• **Article**

Start

And I'll start with you, Senator Biden. You were there. You observed the process. I assume you think it was democratic, it was free, it was fair. But Hamas was elected. So what does the U.S. do now to not punish the Palestinians while at the same time distancing itself from this new government that will be led by Hamas?
SEN. JOSEPH BIDEN (D), DELAWARE: Well, the Palestinians voted for Hamas. We label them a terrorist group. Europe does. They are. Unless they change their stripes, unless they recognize Israel, unless they change their charter, I think we do exactly what the president says. We do not deal with them. Not a penny.
BLITZER: So all that, it's been $1.5 billion since '93.
BIDEN: That's exactly...
BLITZER: They're in bad straits to begin with. A lot of these people rely on this kind of international humanitarian assistance. What do you do?
BIDEN: Wolf, I think these guys are like the dog that caught the car. They did not think they were going to do this well. Now they've got a very difficult decision within Hamas. I predict to you you're going to see a real debate within Hamas, notwithstanding what the founder you're going to interview later says. I think you're going to find that they're going to have to make a tough choice whether they want to be the government, what portfolios they want, whether or not they want to attract the international community's help. But it's going to be up to them.
BLITZER: Well, Senator Roberts, you're the chairman of the Intelligence Committee. What's the latest thinking? Will Hamas come to grips with the new reality, accept Israel's right to exist, and stop terrorism?
SEN. PAT ROBERTS (R), KANSAS: Well, we certainly hope so. I think that Senator Biden really put his finger on it. They have a choice to make. We do provide annual aid to the Palestinians, and a lot of infrastructure work, which we thought would be very helpful. I have mixed emotions about this. I hope that my minority view is correct. I think basically the reason that the victory came about for Hamas, 76 seats out of 142, was because they provide social services to long-suffering Palestinians.
And in addition, I think there was a lot of reaction to the former government, Fatah, where I just think that they -- you know, they felt it was out of touch, it was elite, and so they voted for Hamas. But Joe is exactly right. They are a terrorist organization. They have within their beliefs, one of their core beliefs is to get rid of Israel. Now, they've got to make a choice. They're going to have to govern. They're going to have to use the political process. And we'll see what happens.

End

(Outline records)
Start

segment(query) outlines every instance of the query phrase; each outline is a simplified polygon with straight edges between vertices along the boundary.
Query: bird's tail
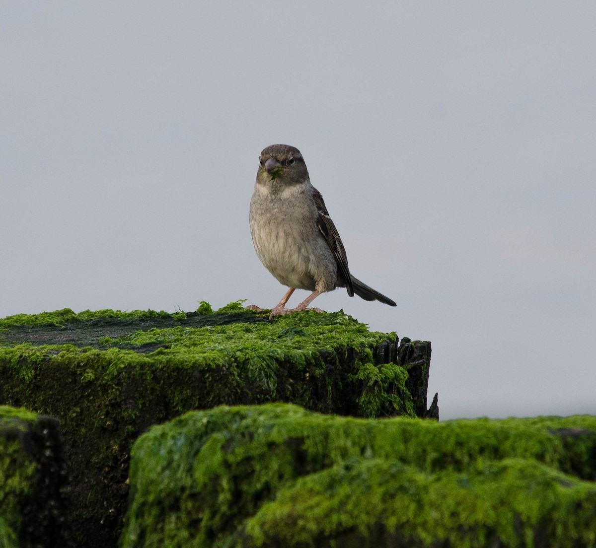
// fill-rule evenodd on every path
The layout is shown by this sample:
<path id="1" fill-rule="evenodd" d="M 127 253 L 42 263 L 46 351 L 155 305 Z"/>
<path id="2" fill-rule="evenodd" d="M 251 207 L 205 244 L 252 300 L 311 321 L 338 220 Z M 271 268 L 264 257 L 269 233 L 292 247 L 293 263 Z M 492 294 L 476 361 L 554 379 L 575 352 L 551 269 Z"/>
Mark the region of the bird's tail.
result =
<path id="1" fill-rule="evenodd" d="M 366 284 L 363 284 L 358 278 L 352 276 L 352 285 L 354 288 L 354 292 L 362 297 L 365 301 L 379 301 L 389 306 L 397 306 L 398 305 L 391 300 L 388 297 L 385 297 L 375 291 L 372 287 L 369 287 Z"/>

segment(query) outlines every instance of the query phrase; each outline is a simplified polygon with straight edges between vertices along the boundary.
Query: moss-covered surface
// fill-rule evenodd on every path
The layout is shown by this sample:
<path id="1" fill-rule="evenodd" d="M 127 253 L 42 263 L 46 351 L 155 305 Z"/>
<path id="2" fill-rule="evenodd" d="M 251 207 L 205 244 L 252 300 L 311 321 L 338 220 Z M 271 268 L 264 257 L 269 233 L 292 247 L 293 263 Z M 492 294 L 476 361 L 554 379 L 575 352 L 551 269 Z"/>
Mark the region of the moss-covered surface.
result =
<path id="1" fill-rule="evenodd" d="M 74 538 L 114 546 L 130 447 L 191 409 L 269 401 L 363 417 L 426 409 L 430 344 L 368 331 L 343 314 L 267 319 L 231 303 L 214 313 L 101 310 L 0 320 L 0 403 L 58 418 L 72 478 Z"/>
<path id="2" fill-rule="evenodd" d="M 596 417 L 221 407 L 132 450 L 122 548 L 596 546 Z"/>
<path id="3" fill-rule="evenodd" d="M 0 547 L 67 544 L 58 424 L 0 406 Z"/>

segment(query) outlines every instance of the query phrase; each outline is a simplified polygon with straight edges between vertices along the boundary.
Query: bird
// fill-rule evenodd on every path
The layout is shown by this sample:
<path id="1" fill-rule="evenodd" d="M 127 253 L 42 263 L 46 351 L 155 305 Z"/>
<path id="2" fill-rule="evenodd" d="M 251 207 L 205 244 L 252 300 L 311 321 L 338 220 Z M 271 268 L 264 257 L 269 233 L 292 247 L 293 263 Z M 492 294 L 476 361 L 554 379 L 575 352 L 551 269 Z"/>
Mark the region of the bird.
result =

End

• **Complete the following**
• A. Duplicate the outline records, starting at their first line and ending at the line that contains "366 284 L 363", with both of those lines included. Leave the pictures out of your copy.
• B. Pick up the interview on the Hamas election victory after its last line and continue it.

• **Per-task outputs**
• A.
segment(query) outlines every instance of the query phrase; each outline is a simplified polygon with straight edges between vertices along the boundary.
Query: bird's tail
// fill-rule evenodd on every path
The layout is shown by this sample:
<path id="1" fill-rule="evenodd" d="M 127 253 L 42 263 L 46 351 L 155 305 Z"/>
<path id="2" fill-rule="evenodd" d="M 251 207 L 205 244 L 252 300 L 311 321 L 338 220 Z M 271 268 L 264 257 L 269 233 L 292 247 L 293 263 Z M 492 294 L 476 361 L 554 379 L 575 352 L 551 269 Z"/>
Mark the region of the bird's tail.
result =
<path id="1" fill-rule="evenodd" d="M 366 284 L 363 284 L 358 278 L 352 276 L 352 285 L 354 288 L 354 292 L 362 297 L 365 301 L 379 301 L 389 306 L 397 306 L 398 305 L 391 300 L 388 297 L 385 297 L 375 291 L 372 287 L 369 287 Z"/>

• B.
But until that time we put that assistance on the sidelines and then we go from there. Let me just say that it is very difficult to put democracy down like so much astroturf on rocky soil, where it never been. Now, I'm glad at least there was an election. I'm not happy with the results. They are a terrorist organization. But let's hope that the people who voted for Hamas did so because of the social services, and that now will work back towards a political process that can solve this problem. BLITZER: Do you want to weigh in on that? Because I'm going to move on to Iraq, Senator Biden.
BIDEN: I think Pat's right. An election a democracy does not make. You need elections for democracy. But we have really been somewhat naive thinking that we could have elections, whether they're in Iraq or whether they're in the Palestinian areas, anywhere else in the Middle East, and form a democracy. Democracy's about compromise. It's a process. You need institutions. We have a lot of work to do.
BLITZER: Let's talk about Iraq. This past week, a huge debate developed, whether the U.S. military was stretched too thin in Iraq right now. You've been there several times. What's your sense, Senator Biden? Is the military overstretched, or can they get the job done?
BIDEN: They're overstretched. They've been overstretched from the time they walked in. I don't want to get in an argument with my buddy, the chairman of the intelligence committee, but you know, Wolf. I've been there six times. It doesn't make me an expert. But every time I've been there, from the first time I was there, the military on the ground thought they didn't have enough forces.
They didn't have enough to get the job done, and they're stretched extremely thin. And now the irony of all ironies is, they're in a position where if we do increase the number of forces there, it becomes counterproductive. It looks more like occupation. If we put ourselves in a heck of a box. So that's why we need to get to train these guys up much more rapidly, but we need a political solution.
And in my view, we're not taking advantage of the rest of the international community, putting political pressure on the various constituencies, Shia, Kurds, and Sunnis, to reach a political solution. Absent that, all the king's horses and all the king's men aren't going to keep Iraq together.
BLITZER: What's your assessment, Mr. Chairman?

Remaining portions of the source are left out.